┌──

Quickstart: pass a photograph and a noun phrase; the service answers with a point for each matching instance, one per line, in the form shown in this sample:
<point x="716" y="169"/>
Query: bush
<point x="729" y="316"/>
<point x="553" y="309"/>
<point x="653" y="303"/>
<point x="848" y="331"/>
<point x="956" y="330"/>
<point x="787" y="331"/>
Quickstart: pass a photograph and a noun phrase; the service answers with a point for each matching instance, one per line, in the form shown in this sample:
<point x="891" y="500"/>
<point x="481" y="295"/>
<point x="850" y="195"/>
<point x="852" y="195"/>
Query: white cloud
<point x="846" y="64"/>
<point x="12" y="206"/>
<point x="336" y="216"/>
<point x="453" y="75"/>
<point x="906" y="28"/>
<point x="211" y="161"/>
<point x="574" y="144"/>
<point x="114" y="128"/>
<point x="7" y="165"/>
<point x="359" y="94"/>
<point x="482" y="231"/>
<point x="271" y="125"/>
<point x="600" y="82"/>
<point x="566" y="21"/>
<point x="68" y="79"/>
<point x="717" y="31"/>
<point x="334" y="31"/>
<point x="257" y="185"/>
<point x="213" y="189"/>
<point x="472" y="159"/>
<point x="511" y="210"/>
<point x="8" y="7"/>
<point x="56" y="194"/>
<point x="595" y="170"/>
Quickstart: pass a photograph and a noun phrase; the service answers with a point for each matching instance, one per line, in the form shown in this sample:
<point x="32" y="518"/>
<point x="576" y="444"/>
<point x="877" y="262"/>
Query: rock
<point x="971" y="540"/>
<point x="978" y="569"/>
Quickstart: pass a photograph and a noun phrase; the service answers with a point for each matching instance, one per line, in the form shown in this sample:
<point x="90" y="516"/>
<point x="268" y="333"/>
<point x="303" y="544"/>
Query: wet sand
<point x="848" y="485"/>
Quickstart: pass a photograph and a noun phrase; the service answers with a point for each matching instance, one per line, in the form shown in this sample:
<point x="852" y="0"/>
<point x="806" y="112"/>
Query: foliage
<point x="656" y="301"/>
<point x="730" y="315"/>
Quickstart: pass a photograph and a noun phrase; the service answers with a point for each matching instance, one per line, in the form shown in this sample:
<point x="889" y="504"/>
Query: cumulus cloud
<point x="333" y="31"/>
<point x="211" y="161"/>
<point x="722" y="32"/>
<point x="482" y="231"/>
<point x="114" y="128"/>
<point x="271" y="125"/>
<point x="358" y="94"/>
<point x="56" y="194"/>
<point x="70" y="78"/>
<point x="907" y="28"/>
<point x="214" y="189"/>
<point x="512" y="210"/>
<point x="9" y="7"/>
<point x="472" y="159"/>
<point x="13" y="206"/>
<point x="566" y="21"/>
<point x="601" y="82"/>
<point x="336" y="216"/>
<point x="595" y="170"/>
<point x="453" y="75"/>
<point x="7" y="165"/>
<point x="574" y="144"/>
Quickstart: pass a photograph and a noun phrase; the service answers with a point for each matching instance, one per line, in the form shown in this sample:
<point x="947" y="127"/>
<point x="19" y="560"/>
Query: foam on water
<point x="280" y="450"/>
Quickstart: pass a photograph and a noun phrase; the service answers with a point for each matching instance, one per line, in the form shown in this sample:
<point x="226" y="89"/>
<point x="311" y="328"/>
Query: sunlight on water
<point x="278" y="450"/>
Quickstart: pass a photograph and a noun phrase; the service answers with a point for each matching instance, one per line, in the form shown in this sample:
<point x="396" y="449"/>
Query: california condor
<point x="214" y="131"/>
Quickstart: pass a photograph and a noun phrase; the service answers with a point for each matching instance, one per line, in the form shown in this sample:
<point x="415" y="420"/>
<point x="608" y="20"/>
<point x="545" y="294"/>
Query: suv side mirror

└──

» DESCRIPTION OF THE TASK
Retype every entry, keeping each character as it was.

» TASK ANSWER
Quickstart: pass a photograph and a noun phrase; the service answers with a point for each matching instance, one per line, in the form shown in this sample:
<point x="716" y="169"/>
Query: bush
<point x="729" y="316"/>
<point x="553" y="309"/>
<point x="653" y="303"/>
<point x="848" y="331"/>
<point x="956" y="330"/>
<point x="787" y="331"/>
Quickstart: pass a photograph and a noun phrase; the service answers with a point for each matching instance, one per line, in the form shown in this sample:
<point x="891" y="500"/>
<point x="481" y="295"/>
<point x="850" y="195"/>
<point x="852" y="195"/>
Query: white cloud
<point x="846" y="64"/>
<point x="12" y="206"/>
<point x="336" y="216"/>
<point x="453" y="75"/>
<point x="906" y="28"/>
<point x="211" y="161"/>
<point x="574" y="144"/>
<point x="114" y="128"/>
<point x="7" y="165"/>
<point x="359" y="94"/>
<point x="482" y="231"/>
<point x="271" y="125"/>
<point x="600" y="82"/>
<point x="566" y="21"/>
<point x="68" y="79"/>
<point x="717" y="31"/>
<point x="334" y="31"/>
<point x="257" y="185"/>
<point x="213" y="189"/>
<point x="472" y="159"/>
<point x="511" y="210"/>
<point x="8" y="7"/>
<point x="56" y="194"/>
<point x="595" y="170"/>
Quickstart: pass a photograph and a noun phrase; the service answers with a point for each matching instance, one per line, in the form shown in this sample:
<point x="32" y="518"/>
<point x="576" y="444"/>
<point x="877" y="262"/>
Query: rock
<point x="971" y="540"/>
<point x="978" y="569"/>
Quickstart: pass a photograph and a noun phrase; the service answers with a point for each matching instance, one per line, in the form shown in this sample:
<point x="90" y="516"/>
<point x="268" y="333"/>
<point x="303" y="544"/>
Query: wet sand
<point x="848" y="485"/>
Quickstart: pass a photograph and a noun phrase; the service answers with a point for each matching instance, one per line, in the form shown in this sample:
<point x="852" y="0"/>
<point x="806" y="112"/>
Query: foliage
<point x="656" y="301"/>
<point x="730" y="315"/>
Quickstart: pass a photograph and a noun phrase; the service answers with a point for each matching instance, one per line, in the form shown in this sample:
<point x="889" y="504"/>
Query: cumulus cloud
<point x="333" y="31"/>
<point x="211" y="161"/>
<point x="722" y="32"/>
<point x="482" y="231"/>
<point x="114" y="128"/>
<point x="271" y="125"/>
<point x="358" y="94"/>
<point x="56" y="194"/>
<point x="70" y="78"/>
<point x="907" y="28"/>
<point x="214" y="189"/>
<point x="512" y="210"/>
<point x="9" y="7"/>
<point x="472" y="159"/>
<point x="13" y="206"/>
<point x="566" y="21"/>
<point x="601" y="82"/>
<point x="336" y="216"/>
<point x="595" y="170"/>
<point x="453" y="75"/>
<point x="7" y="165"/>
<point x="574" y="144"/>
Quickstart: pass a photograph and a noun phrase; the service answers with a point for each matching instance, one per line, in the form shown in this sample:
<point x="947" y="127"/>
<point x="19" y="560"/>
Query: foam on water
<point x="280" y="450"/>
Quickstart: pass a photograph and a noun phrase; the service answers with a point for each matching instance, one per line, in the form shown in this sample:
<point x="226" y="89"/>
<point x="311" y="328"/>
Query: sunlight on water
<point x="278" y="450"/>
Quickstart: pass a photograph and a noun phrase; the service answers with a point for each matching instance, one per line, in the form shown in this sample:
<point x="396" y="449"/>
Query: california condor
<point x="214" y="131"/>
Quickstart: pass a photograph and a noun phrase; the service answers with a point for each matching instance, one per line, in the form shown in this sample:
<point x="415" y="420"/>
<point x="608" y="20"/>
<point x="545" y="294"/>
Query: suv side mirror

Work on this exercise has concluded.